(Task data begins)

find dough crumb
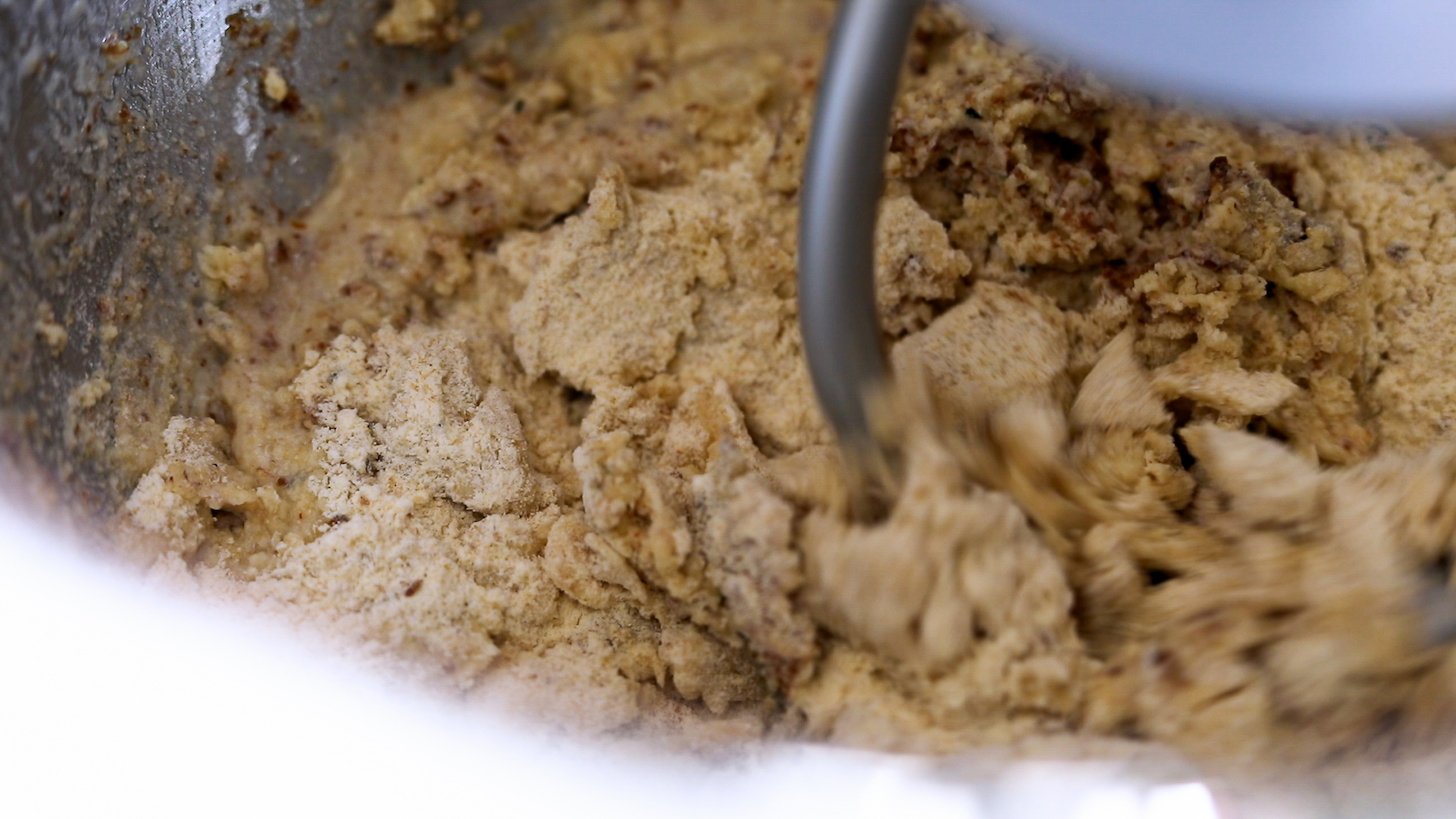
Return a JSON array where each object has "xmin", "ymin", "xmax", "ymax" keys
[
  {"xmin": 261, "ymin": 66, "xmax": 289, "ymax": 104},
  {"xmin": 34, "ymin": 302, "xmax": 67, "ymax": 355},
  {"xmin": 374, "ymin": 0, "xmax": 465, "ymax": 50},
  {"xmin": 198, "ymin": 243, "xmax": 268, "ymax": 295},
  {"xmin": 69, "ymin": 376, "xmax": 111, "ymax": 410}
]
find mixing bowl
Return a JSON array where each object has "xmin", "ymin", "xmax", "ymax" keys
[{"xmin": 1, "ymin": 2, "xmax": 1452, "ymax": 816}]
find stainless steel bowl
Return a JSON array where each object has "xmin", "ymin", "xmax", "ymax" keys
[
  {"xmin": 2, "ymin": 3, "xmax": 1453, "ymax": 816},
  {"xmin": 0, "ymin": 0, "xmax": 535, "ymax": 522}
]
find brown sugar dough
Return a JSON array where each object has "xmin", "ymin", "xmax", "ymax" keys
[
  {"xmin": 114, "ymin": 0, "xmax": 1456, "ymax": 764},
  {"xmin": 374, "ymin": 0, "xmax": 468, "ymax": 50},
  {"xmin": 891, "ymin": 282, "xmax": 1071, "ymax": 416},
  {"xmin": 506, "ymin": 166, "xmax": 725, "ymax": 393}
]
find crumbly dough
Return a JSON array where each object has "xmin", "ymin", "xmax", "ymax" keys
[
  {"xmin": 260, "ymin": 67, "xmax": 289, "ymax": 105},
  {"xmin": 34, "ymin": 301, "xmax": 67, "ymax": 355},
  {"xmin": 374, "ymin": 0, "xmax": 468, "ymax": 50},
  {"xmin": 199, "ymin": 243, "xmax": 269, "ymax": 295},
  {"xmin": 115, "ymin": 0, "xmax": 1456, "ymax": 765}
]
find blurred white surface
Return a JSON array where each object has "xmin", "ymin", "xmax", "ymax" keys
[
  {"xmin": 0, "ymin": 499, "xmax": 1223, "ymax": 819},
  {"xmin": 964, "ymin": 0, "xmax": 1456, "ymax": 119}
]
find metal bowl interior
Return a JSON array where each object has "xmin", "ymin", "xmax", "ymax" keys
[{"xmin": 0, "ymin": 0, "xmax": 536, "ymax": 523}]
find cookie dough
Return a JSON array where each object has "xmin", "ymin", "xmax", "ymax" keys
[
  {"xmin": 116, "ymin": 0, "xmax": 1456, "ymax": 765},
  {"xmin": 374, "ymin": 0, "xmax": 469, "ymax": 49}
]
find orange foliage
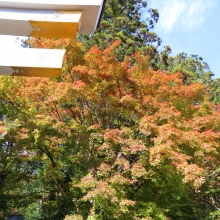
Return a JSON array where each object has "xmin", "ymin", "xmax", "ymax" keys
[
  {"xmin": 9, "ymin": 39, "xmax": 219, "ymax": 190},
  {"xmin": 1, "ymin": 39, "xmax": 219, "ymax": 218}
]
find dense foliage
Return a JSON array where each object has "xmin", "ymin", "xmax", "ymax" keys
[
  {"xmin": 0, "ymin": 39, "xmax": 219, "ymax": 219},
  {"xmin": 1, "ymin": 0, "xmax": 220, "ymax": 219},
  {"xmin": 78, "ymin": 0, "xmax": 220, "ymax": 104},
  {"xmin": 158, "ymin": 53, "xmax": 220, "ymax": 104},
  {"xmin": 159, "ymin": 53, "xmax": 213, "ymax": 84},
  {"xmin": 78, "ymin": 0, "xmax": 162, "ymax": 62}
]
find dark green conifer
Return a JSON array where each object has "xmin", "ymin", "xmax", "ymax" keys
[{"xmin": 79, "ymin": 0, "xmax": 161, "ymax": 61}]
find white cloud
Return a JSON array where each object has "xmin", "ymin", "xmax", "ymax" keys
[
  {"xmin": 159, "ymin": 0, "xmax": 186, "ymax": 31},
  {"xmin": 149, "ymin": 0, "xmax": 217, "ymax": 33}
]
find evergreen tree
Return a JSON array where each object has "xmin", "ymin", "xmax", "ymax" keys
[
  {"xmin": 159, "ymin": 53, "xmax": 213, "ymax": 84},
  {"xmin": 157, "ymin": 52, "xmax": 220, "ymax": 103},
  {"xmin": 209, "ymin": 78, "xmax": 220, "ymax": 104},
  {"xmin": 78, "ymin": 0, "xmax": 162, "ymax": 61}
]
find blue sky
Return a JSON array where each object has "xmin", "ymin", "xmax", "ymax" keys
[
  {"xmin": 0, "ymin": 0, "xmax": 220, "ymax": 78},
  {"xmin": 148, "ymin": 0, "xmax": 220, "ymax": 78}
]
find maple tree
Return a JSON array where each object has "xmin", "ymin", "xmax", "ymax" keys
[
  {"xmin": 0, "ymin": 39, "xmax": 219, "ymax": 219},
  {"xmin": 79, "ymin": 0, "xmax": 217, "ymax": 98}
]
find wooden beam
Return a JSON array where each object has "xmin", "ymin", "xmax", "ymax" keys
[
  {"xmin": 0, "ymin": 0, "xmax": 106, "ymax": 77},
  {"xmin": 0, "ymin": 9, "xmax": 82, "ymax": 38},
  {"xmin": 0, "ymin": 0, "xmax": 104, "ymax": 34},
  {"xmin": 0, "ymin": 48, "xmax": 65, "ymax": 77}
]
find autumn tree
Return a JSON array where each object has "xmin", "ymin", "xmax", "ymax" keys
[
  {"xmin": 80, "ymin": 0, "xmax": 216, "ymax": 90},
  {"xmin": 0, "ymin": 39, "xmax": 219, "ymax": 219}
]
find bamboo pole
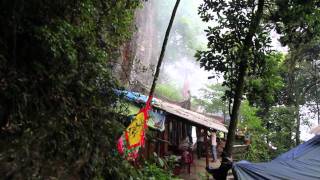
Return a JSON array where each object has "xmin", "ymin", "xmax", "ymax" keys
[{"xmin": 147, "ymin": 0, "xmax": 181, "ymax": 99}]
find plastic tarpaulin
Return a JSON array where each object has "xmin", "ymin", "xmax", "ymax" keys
[
  {"xmin": 233, "ymin": 135, "xmax": 320, "ymax": 180},
  {"xmin": 114, "ymin": 90, "xmax": 157, "ymax": 104}
]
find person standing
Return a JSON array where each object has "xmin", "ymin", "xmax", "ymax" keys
[{"xmin": 211, "ymin": 130, "xmax": 218, "ymax": 162}]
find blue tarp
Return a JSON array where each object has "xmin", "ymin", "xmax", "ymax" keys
[
  {"xmin": 114, "ymin": 90, "xmax": 157, "ymax": 104},
  {"xmin": 233, "ymin": 135, "xmax": 320, "ymax": 180}
]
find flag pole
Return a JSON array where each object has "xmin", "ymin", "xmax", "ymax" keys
[{"xmin": 147, "ymin": 0, "xmax": 181, "ymax": 101}]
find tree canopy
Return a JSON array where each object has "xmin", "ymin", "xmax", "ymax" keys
[{"xmin": 197, "ymin": 1, "xmax": 320, "ymax": 178}]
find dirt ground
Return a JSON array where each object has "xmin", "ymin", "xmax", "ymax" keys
[{"xmin": 178, "ymin": 152, "xmax": 233, "ymax": 180}]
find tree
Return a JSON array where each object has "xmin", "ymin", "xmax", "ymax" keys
[
  {"xmin": 197, "ymin": 0, "xmax": 267, "ymax": 161},
  {"xmin": 155, "ymin": 83, "xmax": 183, "ymax": 102},
  {"xmin": 246, "ymin": 53, "xmax": 284, "ymax": 108},
  {"xmin": 0, "ymin": 0, "xmax": 143, "ymax": 179},
  {"xmin": 284, "ymin": 58, "xmax": 307, "ymax": 145},
  {"xmin": 197, "ymin": 1, "xmax": 268, "ymax": 178},
  {"xmin": 272, "ymin": 0, "xmax": 320, "ymax": 50},
  {"xmin": 271, "ymin": 1, "xmax": 320, "ymax": 140},
  {"xmin": 274, "ymin": 34, "xmax": 320, "ymax": 145},
  {"xmin": 198, "ymin": 0, "xmax": 320, "ymax": 166}
]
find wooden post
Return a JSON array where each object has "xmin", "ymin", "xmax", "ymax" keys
[
  {"xmin": 205, "ymin": 128, "xmax": 209, "ymax": 168},
  {"xmin": 205, "ymin": 128, "xmax": 209, "ymax": 180},
  {"xmin": 164, "ymin": 121, "xmax": 168, "ymax": 154}
]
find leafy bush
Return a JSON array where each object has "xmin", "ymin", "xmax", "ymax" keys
[
  {"xmin": 148, "ymin": 153, "xmax": 180, "ymax": 174},
  {"xmin": 0, "ymin": 0, "xmax": 142, "ymax": 179},
  {"xmin": 140, "ymin": 163, "xmax": 174, "ymax": 180},
  {"xmin": 266, "ymin": 106, "xmax": 296, "ymax": 158},
  {"xmin": 140, "ymin": 160, "xmax": 181, "ymax": 180},
  {"xmin": 239, "ymin": 101, "xmax": 271, "ymax": 162},
  {"xmin": 238, "ymin": 102, "xmax": 298, "ymax": 162}
]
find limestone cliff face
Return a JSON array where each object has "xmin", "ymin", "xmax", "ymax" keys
[
  {"xmin": 113, "ymin": 1, "xmax": 158, "ymax": 92},
  {"xmin": 129, "ymin": 1, "xmax": 158, "ymax": 92}
]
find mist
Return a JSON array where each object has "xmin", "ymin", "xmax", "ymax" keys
[
  {"xmin": 130, "ymin": 1, "xmax": 314, "ymax": 142},
  {"xmin": 156, "ymin": 0, "xmax": 216, "ymax": 96},
  {"xmin": 130, "ymin": 0, "xmax": 218, "ymax": 97},
  {"xmin": 130, "ymin": 0, "xmax": 287, "ymax": 97}
]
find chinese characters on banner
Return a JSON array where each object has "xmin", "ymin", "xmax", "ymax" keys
[{"xmin": 117, "ymin": 97, "xmax": 152, "ymax": 160}]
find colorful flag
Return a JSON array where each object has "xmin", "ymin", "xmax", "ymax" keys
[{"xmin": 117, "ymin": 96, "xmax": 152, "ymax": 160}]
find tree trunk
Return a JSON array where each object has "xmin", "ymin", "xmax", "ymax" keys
[
  {"xmin": 295, "ymin": 102, "xmax": 300, "ymax": 145},
  {"xmin": 148, "ymin": 0, "xmax": 180, "ymax": 98},
  {"xmin": 314, "ymin": 62, "xmax": 320, "ymax": 124},
  {"xmin": 223, "ymin": 0, "xmax": 265, "ymax": 158},
  {"xmin": 316, "ymin": 99, "xmax": 320, "ymax": 125},
  {"xmin": 261, "ymin": 105, "xmax": 270, "ymax": 144},
  {"xmin": 223, "ymin": 61, "xmax": 247, "ymax": 157},
  {"xmin": 207, "ymin": 1, "xmax": 266, "ymax": 180}
]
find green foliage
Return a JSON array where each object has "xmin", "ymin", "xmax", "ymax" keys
[
  {"xmin": 239, "ymin": 101, "xmax": 270, "ymax": 162},
  {"xmin": 266, "ymin": 106, "xmax": 296, "ymax": 157},
  {"xmin": 0, "ymin": 0, "xmax": 142, "ymax": 179},
  {"xmin": 140, "ymin": 162, "xmax": 179, "ymax": 180},
  {"xmin": 272, "ymin": 0, "xmax": 320, "ymax": 49},
  {"xmin": 143, "ymin": 153, "xmax": 181, "ymax": 179},
  {"xmin": 196, "ymin": 0, "xmax": 320, "ymax": 163},
  {"xmin": 196, "ymin": 0, "xmax": 271, "ymax": 98},
  {"xmin": 281, "ymin": 50, "xmax": 320, "ymax": 106},
  {"xmin": 197, "ymin": 172, "xmax": 207, "ymax": 180},
  {"xmin": 247, "ymin": 53, "xmax": 285, "ymax": 107},
  {"xmin": 239, "ymin": 103, "xmax": 296, "ymax": 162},
  {"xmin": 128, "ymin": 103, "xmax": 141, "ymax": 114},
  {"xmin": 239, "ymin": 101, "xmax": 263, "ymax": 131},
  {"xmin": 243, "ymin": 136, "xmax": 271, "ymax": 162},
  {"xmin": 271, "ymin": 0, "xmax": 320, "ymax": 145},
  {"xmin": 155, "ymin": 83, "xmax": 183, "ymax": 101},
  {"xmin": 197, "ymin": 0, "xmax": 268, "ymax": 158},
  {"xmin": 193, "ymin": 83, "xmax": 228, "ymax": 114},
  {"xmin": 135, "ymin": 152, "xmax": 181, "ymax": 180}
]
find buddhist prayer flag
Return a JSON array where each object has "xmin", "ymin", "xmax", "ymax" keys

(Task data ends)

◆ What to work on
Please print the lines above word for word, starting at the one with "find autumn tree" and ending at the one with "find plastic tarpaulin", both included, and without any picture.

◆ Output of the task
find autumn tree
Return a JSON array where each object has "xmin", "ymin", "xmax", "ymax" keys
[
  {"xmin": 80, "ymin": 0, "xmax": 216, "ymax": 90},
  {"xmin": 0, "ymin": 39, "xmax": 219, "ymax": 219}
]
find bamboo pole
Return a JSON array where each object has "xmin", "ymin", "xmax", "ymax" keys
[{"xmin": 147, "ymin": 0, "xmax": 181, "ymax": 99}]
find plastic tarpaulin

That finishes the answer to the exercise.